TASK TO COMPLETE
Starting at the line below that contains "Exercise. Mark the glass", print each line through the end of the records exactly as it appears.

DATA SECTION
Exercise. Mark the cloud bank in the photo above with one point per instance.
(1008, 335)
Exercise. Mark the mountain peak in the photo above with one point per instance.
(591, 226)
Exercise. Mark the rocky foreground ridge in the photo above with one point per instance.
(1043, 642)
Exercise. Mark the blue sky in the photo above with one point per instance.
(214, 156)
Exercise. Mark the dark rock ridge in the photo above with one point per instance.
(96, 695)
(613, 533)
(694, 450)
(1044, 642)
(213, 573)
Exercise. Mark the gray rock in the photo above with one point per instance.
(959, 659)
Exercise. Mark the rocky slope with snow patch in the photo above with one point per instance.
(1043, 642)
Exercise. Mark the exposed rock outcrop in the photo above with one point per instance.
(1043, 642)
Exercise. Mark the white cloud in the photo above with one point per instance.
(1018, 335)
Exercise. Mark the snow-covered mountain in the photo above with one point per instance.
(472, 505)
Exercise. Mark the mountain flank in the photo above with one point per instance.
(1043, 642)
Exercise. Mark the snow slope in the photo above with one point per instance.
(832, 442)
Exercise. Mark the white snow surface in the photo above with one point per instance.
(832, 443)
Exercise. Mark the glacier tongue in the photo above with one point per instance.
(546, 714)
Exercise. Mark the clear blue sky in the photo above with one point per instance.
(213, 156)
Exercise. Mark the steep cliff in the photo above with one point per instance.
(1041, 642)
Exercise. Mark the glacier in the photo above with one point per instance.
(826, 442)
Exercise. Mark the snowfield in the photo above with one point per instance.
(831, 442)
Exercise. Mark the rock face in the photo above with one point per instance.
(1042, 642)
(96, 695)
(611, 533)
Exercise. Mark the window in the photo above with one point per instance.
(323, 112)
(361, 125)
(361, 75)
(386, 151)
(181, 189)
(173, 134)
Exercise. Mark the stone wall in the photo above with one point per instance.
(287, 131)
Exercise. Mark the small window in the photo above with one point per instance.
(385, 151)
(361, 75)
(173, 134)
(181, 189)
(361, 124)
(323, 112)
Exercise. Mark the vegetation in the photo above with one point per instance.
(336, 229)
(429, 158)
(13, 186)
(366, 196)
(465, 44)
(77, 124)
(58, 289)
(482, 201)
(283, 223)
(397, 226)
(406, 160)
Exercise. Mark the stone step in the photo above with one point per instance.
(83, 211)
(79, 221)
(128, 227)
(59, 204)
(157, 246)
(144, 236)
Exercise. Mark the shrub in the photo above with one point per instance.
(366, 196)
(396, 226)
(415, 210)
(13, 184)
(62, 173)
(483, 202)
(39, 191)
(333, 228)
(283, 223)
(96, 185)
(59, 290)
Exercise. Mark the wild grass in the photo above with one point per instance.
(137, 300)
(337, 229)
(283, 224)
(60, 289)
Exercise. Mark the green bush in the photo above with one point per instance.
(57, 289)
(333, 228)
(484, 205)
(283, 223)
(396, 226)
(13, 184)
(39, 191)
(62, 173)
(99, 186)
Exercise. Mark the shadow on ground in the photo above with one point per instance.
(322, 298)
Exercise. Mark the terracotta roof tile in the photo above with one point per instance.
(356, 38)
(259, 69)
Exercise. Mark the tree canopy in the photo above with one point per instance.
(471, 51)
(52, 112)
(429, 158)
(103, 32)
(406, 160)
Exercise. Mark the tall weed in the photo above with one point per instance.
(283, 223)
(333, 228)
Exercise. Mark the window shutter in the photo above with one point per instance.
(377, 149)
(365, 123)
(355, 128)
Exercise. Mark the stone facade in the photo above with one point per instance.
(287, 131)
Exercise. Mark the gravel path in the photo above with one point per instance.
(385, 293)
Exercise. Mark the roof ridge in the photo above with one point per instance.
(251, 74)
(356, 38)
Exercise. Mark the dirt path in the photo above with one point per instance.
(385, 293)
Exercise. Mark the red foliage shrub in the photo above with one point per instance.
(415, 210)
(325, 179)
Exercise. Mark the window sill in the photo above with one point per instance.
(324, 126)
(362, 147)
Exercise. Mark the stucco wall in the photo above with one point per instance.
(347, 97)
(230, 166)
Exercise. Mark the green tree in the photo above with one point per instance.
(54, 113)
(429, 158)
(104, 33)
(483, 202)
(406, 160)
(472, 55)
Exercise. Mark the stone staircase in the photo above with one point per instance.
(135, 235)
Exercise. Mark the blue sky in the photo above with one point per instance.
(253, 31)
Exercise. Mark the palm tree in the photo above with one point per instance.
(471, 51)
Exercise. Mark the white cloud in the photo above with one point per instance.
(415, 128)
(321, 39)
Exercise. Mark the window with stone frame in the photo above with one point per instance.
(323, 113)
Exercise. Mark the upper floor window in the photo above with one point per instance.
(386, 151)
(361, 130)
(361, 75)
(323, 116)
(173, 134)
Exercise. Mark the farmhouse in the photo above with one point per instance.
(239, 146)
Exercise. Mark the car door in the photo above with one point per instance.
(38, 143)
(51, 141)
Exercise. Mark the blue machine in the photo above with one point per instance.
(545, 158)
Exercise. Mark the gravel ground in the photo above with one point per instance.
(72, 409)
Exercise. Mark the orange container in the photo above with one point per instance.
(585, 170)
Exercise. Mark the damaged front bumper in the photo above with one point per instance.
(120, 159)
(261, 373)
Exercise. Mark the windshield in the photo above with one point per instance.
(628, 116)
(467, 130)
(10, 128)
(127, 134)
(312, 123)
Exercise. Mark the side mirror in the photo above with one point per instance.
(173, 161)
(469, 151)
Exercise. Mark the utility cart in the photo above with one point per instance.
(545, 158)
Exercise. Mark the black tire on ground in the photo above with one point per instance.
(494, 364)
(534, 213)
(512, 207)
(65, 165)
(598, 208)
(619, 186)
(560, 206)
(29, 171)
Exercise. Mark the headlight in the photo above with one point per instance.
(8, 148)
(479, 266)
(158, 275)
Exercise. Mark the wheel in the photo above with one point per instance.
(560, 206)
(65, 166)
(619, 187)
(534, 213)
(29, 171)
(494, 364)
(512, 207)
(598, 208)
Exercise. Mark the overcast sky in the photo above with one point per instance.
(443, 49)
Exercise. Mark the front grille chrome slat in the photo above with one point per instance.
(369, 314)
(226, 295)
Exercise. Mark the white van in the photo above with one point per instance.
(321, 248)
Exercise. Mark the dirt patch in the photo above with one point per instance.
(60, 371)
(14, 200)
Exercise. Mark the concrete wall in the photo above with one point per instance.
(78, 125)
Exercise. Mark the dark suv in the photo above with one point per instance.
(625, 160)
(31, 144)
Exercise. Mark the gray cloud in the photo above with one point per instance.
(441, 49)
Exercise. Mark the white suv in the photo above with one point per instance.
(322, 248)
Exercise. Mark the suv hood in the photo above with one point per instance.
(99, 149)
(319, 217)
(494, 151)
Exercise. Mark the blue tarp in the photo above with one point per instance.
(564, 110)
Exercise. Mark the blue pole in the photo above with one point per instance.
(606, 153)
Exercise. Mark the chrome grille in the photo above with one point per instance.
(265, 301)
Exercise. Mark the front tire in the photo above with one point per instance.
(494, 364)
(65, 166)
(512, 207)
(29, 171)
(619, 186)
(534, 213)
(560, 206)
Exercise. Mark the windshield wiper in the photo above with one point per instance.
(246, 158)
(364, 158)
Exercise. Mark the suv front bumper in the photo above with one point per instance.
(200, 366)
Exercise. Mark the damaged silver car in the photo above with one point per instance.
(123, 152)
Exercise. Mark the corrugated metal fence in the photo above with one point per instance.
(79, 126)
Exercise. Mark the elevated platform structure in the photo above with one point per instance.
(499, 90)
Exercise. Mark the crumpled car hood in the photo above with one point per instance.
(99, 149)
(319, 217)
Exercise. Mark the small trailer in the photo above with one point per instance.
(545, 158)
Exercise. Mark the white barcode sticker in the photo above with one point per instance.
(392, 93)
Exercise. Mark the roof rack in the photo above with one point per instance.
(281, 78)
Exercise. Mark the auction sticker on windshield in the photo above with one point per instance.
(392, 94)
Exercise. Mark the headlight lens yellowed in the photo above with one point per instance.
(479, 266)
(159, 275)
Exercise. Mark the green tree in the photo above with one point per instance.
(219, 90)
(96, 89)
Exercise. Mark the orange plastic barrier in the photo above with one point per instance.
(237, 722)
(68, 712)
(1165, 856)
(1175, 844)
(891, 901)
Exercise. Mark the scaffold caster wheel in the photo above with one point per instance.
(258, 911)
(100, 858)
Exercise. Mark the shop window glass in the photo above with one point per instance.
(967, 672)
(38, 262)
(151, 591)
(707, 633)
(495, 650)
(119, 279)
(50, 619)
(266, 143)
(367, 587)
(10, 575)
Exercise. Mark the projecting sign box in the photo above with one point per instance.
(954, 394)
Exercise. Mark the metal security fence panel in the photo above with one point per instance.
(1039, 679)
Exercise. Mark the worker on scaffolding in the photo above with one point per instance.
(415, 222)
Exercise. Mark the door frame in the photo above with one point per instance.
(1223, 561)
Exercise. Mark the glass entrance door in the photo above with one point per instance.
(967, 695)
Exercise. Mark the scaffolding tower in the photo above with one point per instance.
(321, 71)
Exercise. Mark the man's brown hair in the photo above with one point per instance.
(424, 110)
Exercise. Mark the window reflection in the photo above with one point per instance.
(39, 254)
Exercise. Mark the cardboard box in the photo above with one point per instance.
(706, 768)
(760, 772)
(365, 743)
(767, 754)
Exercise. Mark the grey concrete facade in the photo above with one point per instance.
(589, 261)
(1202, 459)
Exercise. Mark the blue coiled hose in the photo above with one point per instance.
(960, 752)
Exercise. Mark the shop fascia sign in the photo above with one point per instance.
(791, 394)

RESULT OF THIS TASK
Exercise. Mark the glass entrance door in the photo above with one point per instance.
(967, 695)
Exercise. Mark the scaffolding tower in the photo above with one point per instance.
(321, 71)
Exercise. Mark the man's brown hair in the photo above with one point per instance.
(424, 110)
Exercise. Mark the window reflection in the photo above with one point per instance.
(39, 254)
Exercise. Mark the cardboard box in the photo above with one point per instance.
(706, 768)
(760, 772)
(365, 743)
(767, 754)
Exercise. Mark the grey concrete facade in the photo above with one point per instance.
(589, 261)
(1202, 459)
Exercise. Mark the blue coiled hose in the photo above with one point per instance.
(960, 752)
Exercise. Mark the shop fascia sign in the photo above with one point per instance.
(791, 394)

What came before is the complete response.